What to do: Copy each line of the records below that mentions the word "brown".

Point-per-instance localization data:

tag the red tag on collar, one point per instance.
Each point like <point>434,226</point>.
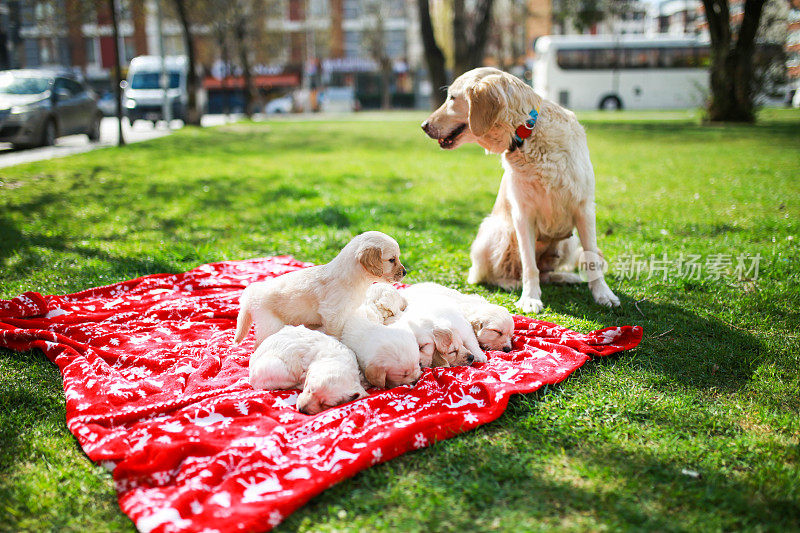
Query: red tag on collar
<point>523,131</point>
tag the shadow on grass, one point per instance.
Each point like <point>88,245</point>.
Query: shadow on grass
<point>781,132</point>
<point>679,344</point>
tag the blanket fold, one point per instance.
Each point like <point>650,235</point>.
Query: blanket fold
<point>157,392</point>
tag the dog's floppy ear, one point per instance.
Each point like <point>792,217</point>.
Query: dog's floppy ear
<point>486,102</point>
<point>370,258</point>
<point>443,339</point>
<point>439,360</point>
<point>376,375</point>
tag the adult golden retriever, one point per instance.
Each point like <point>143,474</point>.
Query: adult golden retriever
<point>547,189</point>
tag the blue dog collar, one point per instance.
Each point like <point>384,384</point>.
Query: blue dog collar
<point>524,130</point>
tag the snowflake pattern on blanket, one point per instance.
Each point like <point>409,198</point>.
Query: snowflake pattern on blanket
<point>157,392</point>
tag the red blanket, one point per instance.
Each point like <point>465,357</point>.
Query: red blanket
<point>157,392</point>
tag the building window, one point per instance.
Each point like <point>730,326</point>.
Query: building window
<point>352,44</point>
<point>396,43</point>
<point>351,9</point>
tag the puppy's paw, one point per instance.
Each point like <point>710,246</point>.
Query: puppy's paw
<point>605,297</point>
<point>528,304</point>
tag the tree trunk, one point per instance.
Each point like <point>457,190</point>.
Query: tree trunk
<point>732,75</point>
<point>434,57</point>
<point>117,70</point>
<point>470,45</point>
<point>386,79</point>
<point>193,112</point>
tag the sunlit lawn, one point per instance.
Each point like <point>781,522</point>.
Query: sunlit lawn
<point>695,429</point>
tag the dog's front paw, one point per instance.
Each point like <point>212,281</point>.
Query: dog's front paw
<point>527,304</point>
<point>604,296</point>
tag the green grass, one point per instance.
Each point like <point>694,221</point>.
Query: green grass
<point>714,387</point>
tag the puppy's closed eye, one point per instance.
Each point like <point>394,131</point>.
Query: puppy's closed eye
<point>370,258</point>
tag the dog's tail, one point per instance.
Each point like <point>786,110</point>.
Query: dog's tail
<point>245,318</point>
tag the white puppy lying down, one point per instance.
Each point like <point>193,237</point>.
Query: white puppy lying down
<point>297,356</point>
<point>493,324</point>
<point>388,357</point>
<point>320,295</point>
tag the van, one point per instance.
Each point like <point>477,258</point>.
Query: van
<point>143,94</point>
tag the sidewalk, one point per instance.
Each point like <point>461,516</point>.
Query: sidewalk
<point>75,144</point>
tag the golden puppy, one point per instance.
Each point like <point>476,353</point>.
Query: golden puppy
<point>320,296</point>
<point>296,356</point>
<point>547,189</point>
<point>389,357</point>
<point>493,324</point>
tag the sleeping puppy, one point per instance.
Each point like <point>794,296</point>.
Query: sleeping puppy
<point>383,303</point>
<point>297,356</point>
<point>320,296</point>
<point>493,324</point>
<point>444,337</point>
<point>547,189</point>
<point>389,357</point>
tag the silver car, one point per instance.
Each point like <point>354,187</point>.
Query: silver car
<point>36,106</point>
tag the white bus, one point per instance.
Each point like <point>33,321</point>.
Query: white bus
<point>622,72</point>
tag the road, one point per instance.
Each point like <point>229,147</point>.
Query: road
<point>75,144</point>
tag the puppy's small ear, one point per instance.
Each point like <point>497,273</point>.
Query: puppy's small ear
<point>370,258</point>
<point>376,375</point>
<point>442,338</point>
<point>486,101</point>
<point>439,360</point>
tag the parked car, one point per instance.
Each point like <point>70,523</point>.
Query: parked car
<point>107,103</point>
<point>37,106</point>
<point>144,97</point>
<point>284,104</point>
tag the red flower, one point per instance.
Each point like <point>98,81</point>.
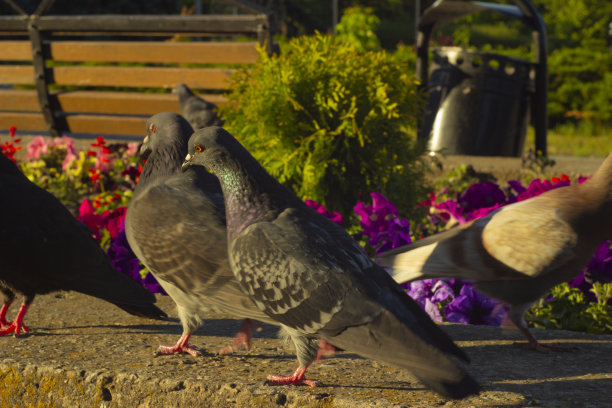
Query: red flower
<point>94,175</point>
<point>100,142</point>
<point>8,148</point>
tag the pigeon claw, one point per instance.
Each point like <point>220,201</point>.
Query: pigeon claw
<point>177,349</point>
<point>14,328</point>
<point>298,378</point>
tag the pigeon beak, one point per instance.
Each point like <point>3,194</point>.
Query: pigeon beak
<point>144,148</point>
<point>187,163</point>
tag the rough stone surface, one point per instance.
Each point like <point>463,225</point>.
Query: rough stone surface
<point>83,352</point>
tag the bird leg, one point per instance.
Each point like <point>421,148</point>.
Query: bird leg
<point>298,378</point>
<point>181,346</point>
<point>242,338</point>
<point>17,324</point>
<point>325,350</point>
<point>534,344</point>
<point>3,322</point>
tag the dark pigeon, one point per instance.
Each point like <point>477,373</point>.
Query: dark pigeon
<point>517,253</point>
<point>306,272</point>
<point>44,248</point>
<point>198,112</point>
<point>175,224</point>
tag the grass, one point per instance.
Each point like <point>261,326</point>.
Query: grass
<point>565,142</point>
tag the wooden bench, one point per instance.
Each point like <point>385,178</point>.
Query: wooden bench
<point>105,75</point>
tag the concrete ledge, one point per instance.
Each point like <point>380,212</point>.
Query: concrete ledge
<point>84,352</point>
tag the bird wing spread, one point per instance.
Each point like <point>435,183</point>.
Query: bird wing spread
<point>530,236</point>
<point>179,233</point>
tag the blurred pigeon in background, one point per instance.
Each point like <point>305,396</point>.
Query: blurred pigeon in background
<point>198,112</point>
<point>44,248</point>
<point>307,273</point>
<point>175,224</point>
<point>517,253</point>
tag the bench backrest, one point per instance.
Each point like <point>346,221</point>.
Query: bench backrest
<point>75,69</point>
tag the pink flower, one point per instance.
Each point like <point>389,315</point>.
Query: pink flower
<point>88,216</point>
<point>114,221</point>
<point>335,217</point>
<point>36,147</point>
<point>132,149</point>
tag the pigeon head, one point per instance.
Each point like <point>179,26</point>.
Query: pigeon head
<point>165,129</point>
<point>214,147</point>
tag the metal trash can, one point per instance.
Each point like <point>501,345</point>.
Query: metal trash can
<point>477,103</point>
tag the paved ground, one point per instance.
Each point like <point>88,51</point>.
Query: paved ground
<point>87,353</point>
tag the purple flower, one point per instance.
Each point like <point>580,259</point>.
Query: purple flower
<point>482,195</point>
<point>481,212</point>
<point>396,235</point>
<point>450,209</point>
<point>335,217</point>
<point>374,218</point>
<point>426,293</point>
<point>124,260</point>
<point>471,307</point>
<point>600,267</point>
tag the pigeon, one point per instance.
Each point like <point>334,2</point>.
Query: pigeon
<point>175,224</point>
<point>304,271</point>
<point>198,112</point>
<point>518,252</point>
<point>44,248</point>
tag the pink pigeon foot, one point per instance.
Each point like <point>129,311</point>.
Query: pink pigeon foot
<point>298,378</point>
<point>16,326</point>
<point>534,344</point>
<point>242,338</point>
<point>3,322</point>
<point>325,350</point>
<point>181,346</point>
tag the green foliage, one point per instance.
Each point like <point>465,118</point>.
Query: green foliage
<point>330,122</point>
<point>571,23</point>
<point>357,27</point>
<point>569,310</point>
<point>580,83</point>
<point>68,186</point>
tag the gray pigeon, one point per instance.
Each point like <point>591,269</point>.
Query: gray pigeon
<point>198,112</point>
<point>306,272</point>
<point>517,253</point>
<point>44,248</point>
<point>175,224</point>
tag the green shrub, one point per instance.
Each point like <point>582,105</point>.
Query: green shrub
<point>329,122</point>
<point>569,310</point>
<point>357,27</point>
<point>580,83</point>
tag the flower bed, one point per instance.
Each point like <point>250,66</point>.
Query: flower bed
<point>97,185</point>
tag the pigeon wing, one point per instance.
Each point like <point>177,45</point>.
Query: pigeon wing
<point>530,236</point>
<point>190,253</point>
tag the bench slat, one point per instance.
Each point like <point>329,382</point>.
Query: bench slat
<point>156,52</point>
<point>15,51</point>
<point>26,121</point>
<point>197,78</point>
<point>92,124</point>
<point>17,74</point>
<point>125,103</point>
<point>107,125</point>
<point>138,51</point>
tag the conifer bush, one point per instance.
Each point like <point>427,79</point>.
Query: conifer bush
<point>331,122</point>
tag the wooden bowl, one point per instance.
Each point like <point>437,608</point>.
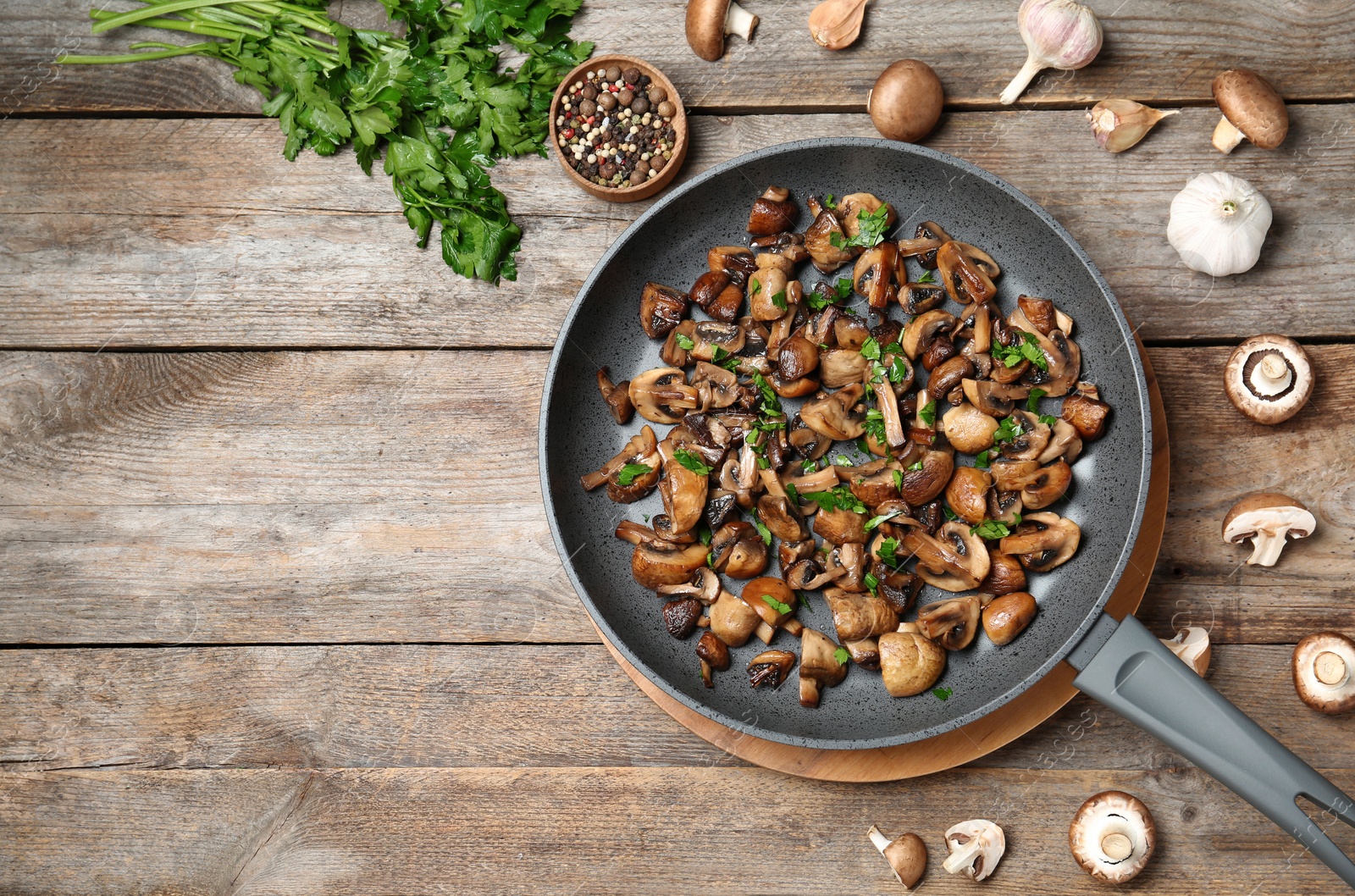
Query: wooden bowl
<point>679,122</point>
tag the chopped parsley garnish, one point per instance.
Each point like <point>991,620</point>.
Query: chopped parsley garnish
<point>691,462</point>
<point>1026,350</point>
<point>630,471</point>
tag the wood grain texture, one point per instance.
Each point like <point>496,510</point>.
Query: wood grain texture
<point>488,706</point>
<point>1160,51</point>
<point>632,831</point>
<point>393,496</point>
<point>196,234</point>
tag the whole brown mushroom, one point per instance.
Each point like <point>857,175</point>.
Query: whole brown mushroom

Exercise solution:
tag the whole brown mushroom, one point per instance.
Query: whole brown mushroom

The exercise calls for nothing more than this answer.